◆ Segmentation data

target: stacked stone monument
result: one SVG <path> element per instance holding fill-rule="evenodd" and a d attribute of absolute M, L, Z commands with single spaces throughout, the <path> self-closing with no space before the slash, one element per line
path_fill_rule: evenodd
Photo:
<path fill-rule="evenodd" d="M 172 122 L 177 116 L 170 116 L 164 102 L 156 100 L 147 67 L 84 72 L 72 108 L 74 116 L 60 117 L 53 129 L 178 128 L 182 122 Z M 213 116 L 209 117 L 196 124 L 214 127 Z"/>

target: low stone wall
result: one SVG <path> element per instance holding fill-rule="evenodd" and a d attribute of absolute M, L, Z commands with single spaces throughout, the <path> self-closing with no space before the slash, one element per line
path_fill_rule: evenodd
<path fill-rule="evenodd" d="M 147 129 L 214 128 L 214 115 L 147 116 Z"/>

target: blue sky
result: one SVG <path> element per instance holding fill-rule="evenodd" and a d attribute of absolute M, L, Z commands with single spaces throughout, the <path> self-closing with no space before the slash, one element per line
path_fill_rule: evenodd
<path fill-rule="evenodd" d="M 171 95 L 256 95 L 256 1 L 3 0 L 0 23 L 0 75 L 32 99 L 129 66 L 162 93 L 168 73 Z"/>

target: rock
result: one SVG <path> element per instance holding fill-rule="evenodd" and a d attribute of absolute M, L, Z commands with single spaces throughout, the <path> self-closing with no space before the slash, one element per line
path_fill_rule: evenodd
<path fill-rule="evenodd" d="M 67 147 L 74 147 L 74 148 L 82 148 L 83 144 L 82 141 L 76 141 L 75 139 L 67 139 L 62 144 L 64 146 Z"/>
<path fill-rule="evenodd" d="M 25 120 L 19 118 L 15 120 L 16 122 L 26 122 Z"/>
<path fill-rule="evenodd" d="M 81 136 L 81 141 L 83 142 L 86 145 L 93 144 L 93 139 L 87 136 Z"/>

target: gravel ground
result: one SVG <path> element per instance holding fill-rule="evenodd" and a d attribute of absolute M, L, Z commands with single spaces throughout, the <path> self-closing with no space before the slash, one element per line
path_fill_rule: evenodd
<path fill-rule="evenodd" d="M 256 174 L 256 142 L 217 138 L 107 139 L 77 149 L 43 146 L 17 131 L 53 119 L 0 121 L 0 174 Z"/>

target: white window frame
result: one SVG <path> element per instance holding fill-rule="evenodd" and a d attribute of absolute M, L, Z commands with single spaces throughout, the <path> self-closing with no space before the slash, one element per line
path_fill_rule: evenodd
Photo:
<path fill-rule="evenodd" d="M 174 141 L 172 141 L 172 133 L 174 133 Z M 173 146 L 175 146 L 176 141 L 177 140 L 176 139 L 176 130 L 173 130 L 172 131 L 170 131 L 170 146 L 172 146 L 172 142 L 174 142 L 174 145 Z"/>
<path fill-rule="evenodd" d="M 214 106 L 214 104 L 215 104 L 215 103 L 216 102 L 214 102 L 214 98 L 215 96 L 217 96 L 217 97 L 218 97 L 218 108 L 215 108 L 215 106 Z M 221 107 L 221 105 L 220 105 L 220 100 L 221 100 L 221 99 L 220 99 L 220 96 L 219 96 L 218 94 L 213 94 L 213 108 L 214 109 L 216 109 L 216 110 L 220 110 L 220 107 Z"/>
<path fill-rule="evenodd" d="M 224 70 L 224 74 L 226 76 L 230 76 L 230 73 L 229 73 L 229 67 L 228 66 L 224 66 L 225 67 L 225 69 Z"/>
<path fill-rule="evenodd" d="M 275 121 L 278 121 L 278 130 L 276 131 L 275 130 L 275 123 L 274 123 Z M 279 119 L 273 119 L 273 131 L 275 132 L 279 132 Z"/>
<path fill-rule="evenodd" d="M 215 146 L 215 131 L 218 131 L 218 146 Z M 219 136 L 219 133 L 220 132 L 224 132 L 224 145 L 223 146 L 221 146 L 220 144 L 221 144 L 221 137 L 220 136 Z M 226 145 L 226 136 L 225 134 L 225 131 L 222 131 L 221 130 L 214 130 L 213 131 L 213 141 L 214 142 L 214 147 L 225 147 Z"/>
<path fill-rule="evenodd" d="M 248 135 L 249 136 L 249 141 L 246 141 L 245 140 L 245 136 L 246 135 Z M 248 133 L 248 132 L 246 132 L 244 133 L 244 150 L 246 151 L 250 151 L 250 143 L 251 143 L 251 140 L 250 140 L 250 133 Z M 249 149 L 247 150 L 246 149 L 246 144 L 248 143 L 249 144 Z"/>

◆ TASK TO COMPLETE
Copy out the records above, starting at the line containing "target: blue sky" and ending at the line containing "171 95 L 256", with both of those lines included. Reproduce nothing else.

◆ RESPONSE
target: blue sky
result: one SVG <path> element per instance holding fill-rule="evenodd" and a d attribute of absolute M, L, Z commands with single spaces throughout, the <path> self-closing with no space before the slash, one element per line
path_fill_rule: evenodd
<path fill-rule="evenodd" d="M 171 95 L 256 95 L 256 1 L 3 0 L 0 23 L 0 75 L 32 99 L 129 66 L 162 93 L 168 73 Z"/>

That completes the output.